Please find the lines in the following records that hold "wearing", and copy them.

BEGIN RECORDS SHOWN

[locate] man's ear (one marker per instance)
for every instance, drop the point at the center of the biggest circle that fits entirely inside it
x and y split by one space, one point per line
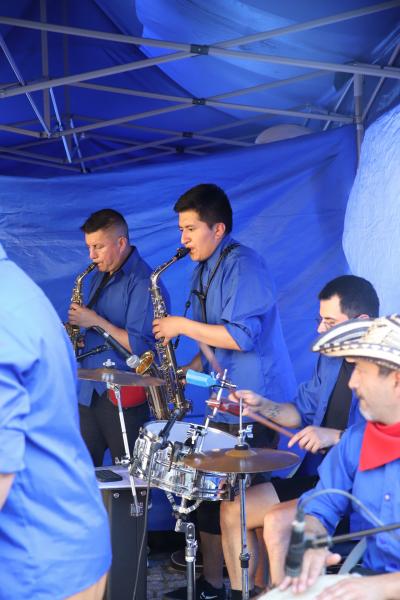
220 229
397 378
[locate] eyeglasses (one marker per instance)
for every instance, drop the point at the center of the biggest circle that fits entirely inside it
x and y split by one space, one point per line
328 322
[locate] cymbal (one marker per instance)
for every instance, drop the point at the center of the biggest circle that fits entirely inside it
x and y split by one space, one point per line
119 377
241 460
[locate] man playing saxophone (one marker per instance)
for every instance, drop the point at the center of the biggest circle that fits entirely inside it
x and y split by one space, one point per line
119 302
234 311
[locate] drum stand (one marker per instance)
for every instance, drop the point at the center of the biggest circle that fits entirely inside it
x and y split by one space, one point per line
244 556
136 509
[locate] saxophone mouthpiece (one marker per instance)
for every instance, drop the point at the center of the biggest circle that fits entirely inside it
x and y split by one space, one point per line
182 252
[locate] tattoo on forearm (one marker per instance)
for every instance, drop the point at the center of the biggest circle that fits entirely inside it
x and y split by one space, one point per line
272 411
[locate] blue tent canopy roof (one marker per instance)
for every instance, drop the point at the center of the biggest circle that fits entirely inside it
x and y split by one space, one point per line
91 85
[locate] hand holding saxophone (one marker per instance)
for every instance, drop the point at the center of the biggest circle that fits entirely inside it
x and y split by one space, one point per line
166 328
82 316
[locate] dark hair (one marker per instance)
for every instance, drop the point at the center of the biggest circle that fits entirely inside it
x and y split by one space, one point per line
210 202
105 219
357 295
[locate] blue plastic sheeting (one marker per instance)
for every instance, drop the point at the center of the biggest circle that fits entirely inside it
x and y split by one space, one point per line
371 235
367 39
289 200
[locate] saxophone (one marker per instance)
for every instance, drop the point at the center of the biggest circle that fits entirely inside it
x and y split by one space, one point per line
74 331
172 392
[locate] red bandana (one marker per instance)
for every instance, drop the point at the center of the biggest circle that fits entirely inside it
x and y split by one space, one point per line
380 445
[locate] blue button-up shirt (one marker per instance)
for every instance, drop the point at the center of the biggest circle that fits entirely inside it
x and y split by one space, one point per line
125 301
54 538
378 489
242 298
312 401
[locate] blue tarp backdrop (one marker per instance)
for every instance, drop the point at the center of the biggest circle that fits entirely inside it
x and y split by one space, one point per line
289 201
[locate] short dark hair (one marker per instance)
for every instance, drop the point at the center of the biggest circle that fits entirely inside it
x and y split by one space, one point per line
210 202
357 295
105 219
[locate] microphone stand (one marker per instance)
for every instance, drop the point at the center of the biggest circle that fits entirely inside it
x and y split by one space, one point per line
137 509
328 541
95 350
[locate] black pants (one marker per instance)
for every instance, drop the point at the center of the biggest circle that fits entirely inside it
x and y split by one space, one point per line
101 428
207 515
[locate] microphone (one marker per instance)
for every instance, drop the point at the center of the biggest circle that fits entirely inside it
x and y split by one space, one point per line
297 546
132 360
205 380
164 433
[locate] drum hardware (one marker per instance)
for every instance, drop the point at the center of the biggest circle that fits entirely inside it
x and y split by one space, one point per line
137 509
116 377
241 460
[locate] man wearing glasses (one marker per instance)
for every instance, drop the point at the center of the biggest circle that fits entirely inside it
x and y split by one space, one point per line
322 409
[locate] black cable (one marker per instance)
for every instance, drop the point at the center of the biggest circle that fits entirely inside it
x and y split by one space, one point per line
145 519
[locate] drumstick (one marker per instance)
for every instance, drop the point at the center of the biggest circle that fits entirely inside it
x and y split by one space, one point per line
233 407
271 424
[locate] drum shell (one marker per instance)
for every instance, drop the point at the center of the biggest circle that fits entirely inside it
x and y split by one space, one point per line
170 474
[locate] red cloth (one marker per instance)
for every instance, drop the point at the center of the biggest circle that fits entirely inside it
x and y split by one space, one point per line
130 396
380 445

END RECORDS SHOWN
BEGIN RECORDS SHOWN

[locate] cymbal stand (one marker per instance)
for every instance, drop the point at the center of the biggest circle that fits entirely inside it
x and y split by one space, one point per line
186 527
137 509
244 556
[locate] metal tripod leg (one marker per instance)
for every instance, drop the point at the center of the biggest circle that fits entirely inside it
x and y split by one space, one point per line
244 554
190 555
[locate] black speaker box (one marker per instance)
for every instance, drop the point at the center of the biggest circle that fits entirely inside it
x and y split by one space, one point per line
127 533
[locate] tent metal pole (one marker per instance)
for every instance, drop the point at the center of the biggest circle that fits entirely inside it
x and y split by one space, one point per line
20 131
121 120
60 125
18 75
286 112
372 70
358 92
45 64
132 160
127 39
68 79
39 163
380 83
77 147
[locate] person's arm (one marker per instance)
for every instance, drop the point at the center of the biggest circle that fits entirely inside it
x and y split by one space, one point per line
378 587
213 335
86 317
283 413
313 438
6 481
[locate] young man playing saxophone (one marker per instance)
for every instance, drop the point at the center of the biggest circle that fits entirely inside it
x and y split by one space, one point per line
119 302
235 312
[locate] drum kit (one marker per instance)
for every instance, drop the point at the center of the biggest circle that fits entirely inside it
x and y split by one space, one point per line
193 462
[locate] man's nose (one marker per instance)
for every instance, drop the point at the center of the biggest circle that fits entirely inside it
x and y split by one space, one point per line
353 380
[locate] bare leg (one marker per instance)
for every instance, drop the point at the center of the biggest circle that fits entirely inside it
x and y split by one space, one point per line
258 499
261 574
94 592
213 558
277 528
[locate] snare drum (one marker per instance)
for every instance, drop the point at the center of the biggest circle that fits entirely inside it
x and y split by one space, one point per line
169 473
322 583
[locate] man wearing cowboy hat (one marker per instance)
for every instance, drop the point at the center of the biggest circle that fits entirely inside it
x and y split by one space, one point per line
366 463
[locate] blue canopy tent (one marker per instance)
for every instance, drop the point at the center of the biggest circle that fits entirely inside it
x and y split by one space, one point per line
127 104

END RECORDS SHOWN
BEGIN RECORDS SHOWN

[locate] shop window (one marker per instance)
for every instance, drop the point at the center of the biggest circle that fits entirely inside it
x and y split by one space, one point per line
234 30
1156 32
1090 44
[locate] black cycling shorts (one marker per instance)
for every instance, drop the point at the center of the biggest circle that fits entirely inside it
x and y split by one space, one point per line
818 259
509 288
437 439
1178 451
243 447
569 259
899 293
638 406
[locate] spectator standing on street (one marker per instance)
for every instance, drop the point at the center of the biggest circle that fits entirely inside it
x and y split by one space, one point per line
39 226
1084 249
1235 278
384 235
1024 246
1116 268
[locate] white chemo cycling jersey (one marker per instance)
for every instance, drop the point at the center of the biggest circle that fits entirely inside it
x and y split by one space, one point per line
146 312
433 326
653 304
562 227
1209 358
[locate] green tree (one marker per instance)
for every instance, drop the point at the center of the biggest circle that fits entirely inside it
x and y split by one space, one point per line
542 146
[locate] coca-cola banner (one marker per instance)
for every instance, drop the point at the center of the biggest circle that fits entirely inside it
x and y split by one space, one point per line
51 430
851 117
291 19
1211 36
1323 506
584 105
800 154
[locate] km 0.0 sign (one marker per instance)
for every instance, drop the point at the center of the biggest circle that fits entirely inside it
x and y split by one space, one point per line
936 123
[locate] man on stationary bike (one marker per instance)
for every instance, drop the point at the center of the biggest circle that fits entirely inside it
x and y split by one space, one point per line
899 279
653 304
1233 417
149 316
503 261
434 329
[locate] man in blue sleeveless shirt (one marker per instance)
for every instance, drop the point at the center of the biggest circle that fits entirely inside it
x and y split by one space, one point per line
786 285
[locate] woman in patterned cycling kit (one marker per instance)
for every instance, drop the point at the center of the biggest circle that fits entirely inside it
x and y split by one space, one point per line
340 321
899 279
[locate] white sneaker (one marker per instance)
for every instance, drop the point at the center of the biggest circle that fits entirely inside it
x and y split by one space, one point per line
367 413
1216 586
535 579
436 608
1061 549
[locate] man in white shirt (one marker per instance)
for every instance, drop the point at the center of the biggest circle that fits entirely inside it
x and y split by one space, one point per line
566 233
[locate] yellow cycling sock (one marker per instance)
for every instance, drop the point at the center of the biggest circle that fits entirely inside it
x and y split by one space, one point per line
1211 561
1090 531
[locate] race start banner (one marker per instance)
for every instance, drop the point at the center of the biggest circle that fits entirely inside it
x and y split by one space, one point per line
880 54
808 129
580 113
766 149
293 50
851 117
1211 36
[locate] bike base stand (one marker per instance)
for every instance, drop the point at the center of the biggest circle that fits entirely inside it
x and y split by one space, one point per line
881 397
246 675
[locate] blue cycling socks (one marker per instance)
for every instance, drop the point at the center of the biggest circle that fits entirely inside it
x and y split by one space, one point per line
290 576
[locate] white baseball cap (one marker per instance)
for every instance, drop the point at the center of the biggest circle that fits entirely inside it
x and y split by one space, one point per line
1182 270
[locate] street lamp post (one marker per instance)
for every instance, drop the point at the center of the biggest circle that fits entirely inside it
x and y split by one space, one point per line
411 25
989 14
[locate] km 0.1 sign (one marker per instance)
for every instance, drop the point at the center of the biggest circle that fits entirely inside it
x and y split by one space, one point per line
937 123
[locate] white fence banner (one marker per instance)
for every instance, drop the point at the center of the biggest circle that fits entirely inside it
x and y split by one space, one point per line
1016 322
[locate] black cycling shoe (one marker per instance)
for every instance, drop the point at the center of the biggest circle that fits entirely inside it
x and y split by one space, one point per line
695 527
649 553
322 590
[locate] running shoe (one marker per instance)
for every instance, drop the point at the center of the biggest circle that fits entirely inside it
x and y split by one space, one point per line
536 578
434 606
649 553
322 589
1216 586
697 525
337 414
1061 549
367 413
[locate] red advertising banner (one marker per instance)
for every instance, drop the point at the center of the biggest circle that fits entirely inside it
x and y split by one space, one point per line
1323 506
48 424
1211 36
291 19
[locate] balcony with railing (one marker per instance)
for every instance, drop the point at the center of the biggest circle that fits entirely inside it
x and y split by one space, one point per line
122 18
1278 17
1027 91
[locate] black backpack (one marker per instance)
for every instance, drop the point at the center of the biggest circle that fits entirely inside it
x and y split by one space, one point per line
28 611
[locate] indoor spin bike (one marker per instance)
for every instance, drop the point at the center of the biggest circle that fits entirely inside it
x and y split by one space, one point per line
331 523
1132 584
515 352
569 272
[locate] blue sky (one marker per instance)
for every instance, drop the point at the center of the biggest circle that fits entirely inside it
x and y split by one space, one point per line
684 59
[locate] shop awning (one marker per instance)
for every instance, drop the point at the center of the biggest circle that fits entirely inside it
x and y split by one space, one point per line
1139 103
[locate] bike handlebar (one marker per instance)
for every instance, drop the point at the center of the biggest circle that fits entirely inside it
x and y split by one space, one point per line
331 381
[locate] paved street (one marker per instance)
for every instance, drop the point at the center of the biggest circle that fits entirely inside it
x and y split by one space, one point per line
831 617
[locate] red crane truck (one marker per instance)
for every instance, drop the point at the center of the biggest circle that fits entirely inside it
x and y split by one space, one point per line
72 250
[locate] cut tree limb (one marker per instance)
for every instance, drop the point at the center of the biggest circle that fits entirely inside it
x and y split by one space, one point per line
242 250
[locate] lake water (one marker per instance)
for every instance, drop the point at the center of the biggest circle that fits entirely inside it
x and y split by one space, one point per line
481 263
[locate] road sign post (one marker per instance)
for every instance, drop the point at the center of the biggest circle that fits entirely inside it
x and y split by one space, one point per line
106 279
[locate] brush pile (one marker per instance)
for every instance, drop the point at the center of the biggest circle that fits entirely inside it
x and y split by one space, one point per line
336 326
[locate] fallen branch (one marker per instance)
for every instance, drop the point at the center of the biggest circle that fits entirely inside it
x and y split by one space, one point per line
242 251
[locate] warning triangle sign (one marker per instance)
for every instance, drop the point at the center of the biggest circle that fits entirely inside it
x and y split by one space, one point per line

END RECORDS SHOWN

## REPLY
[locate] man wearing glasses (one marker per instance)
[locate] man wearing cowboy hat (one marker per instance)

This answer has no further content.